What to do:
A – Name every software package mentioned in the forum thread about CUPS printer drivers.
B – Carry on the forum thread about CUPS printer drivers, starting after its last sentence.
— Start of Page —
So I was able to select the gimp-print drivers in the CUPS web interface configuration and got a nice Printer Test Page...   :Wink: 

----------

## hulf

Uh..how couldnt I see this.

I emerged gimp-print with the flag. The new drivers are selectable now in cups.

The new gimp-print driver doesnt work for my model ( EPSON Stylus Photo 750 - CUPS+Gutenprint v5.0.0-beta4 ) neither does the driver from the gimp-print-4.2.7 version. Cups sends the job in one second but printer doesnt respond. I dont think that the settings arent right cos the 740 driver works with same settings ( black and white ). I tryed to play arround with the printer configuration .. with no luck so far.
— End of Page —
— Start of Data —
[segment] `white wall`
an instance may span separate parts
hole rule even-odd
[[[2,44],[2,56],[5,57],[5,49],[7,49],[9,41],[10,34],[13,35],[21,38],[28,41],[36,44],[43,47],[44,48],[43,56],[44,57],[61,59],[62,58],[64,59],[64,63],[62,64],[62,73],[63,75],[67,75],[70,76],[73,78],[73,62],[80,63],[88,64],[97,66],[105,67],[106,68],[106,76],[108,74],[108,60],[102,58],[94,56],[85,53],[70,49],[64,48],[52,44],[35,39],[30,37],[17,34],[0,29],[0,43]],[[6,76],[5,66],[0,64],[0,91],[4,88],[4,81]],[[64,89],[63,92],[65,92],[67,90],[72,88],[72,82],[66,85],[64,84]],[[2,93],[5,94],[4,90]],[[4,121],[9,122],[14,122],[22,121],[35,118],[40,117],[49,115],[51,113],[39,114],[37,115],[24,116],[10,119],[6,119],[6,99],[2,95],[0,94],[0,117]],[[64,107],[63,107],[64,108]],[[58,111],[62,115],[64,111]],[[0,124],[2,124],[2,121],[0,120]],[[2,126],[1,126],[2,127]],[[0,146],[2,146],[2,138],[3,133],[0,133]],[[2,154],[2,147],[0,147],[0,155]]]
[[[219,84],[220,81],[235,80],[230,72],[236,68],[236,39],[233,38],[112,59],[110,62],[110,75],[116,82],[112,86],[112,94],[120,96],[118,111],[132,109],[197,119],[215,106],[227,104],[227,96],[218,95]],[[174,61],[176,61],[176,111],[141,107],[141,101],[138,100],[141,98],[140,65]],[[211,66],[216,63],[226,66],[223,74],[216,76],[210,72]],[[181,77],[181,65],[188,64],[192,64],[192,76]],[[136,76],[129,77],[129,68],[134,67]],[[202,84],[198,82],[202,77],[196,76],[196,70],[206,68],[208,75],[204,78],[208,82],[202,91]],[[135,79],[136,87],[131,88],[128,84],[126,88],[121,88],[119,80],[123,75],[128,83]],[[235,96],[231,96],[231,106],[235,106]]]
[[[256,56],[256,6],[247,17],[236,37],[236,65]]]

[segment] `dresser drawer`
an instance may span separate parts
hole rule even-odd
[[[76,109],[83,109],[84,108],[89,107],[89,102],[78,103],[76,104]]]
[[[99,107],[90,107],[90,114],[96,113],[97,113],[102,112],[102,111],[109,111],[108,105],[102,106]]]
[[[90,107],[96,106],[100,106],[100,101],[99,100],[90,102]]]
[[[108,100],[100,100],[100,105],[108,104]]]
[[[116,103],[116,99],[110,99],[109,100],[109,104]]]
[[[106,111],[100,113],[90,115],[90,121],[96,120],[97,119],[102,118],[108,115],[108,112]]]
— End of Data —
Answers to the tasks:
A – gimp-print, CUPS, Gutenprint

B –
Thnx anyway for the help. Sory for bad english   :Razz: 

----------

## Cintra

I didn't remember ppds was in my make.conf either.. anyway, happy to hear things have moved along a bit.

All the best. Oh, and your English is no problem!

Mvh

----------

## hulf

Solved. 

I had to emerge hotplug and reemerge ghostscript (+cups). 

Then remove /etc/hotplug/isapnp.rc and restart cups. 

Cured the continous loop  "drivers/usb/class/usblp.c: usblp0: error -19 readingprinter status" in dmesg. Printer now works.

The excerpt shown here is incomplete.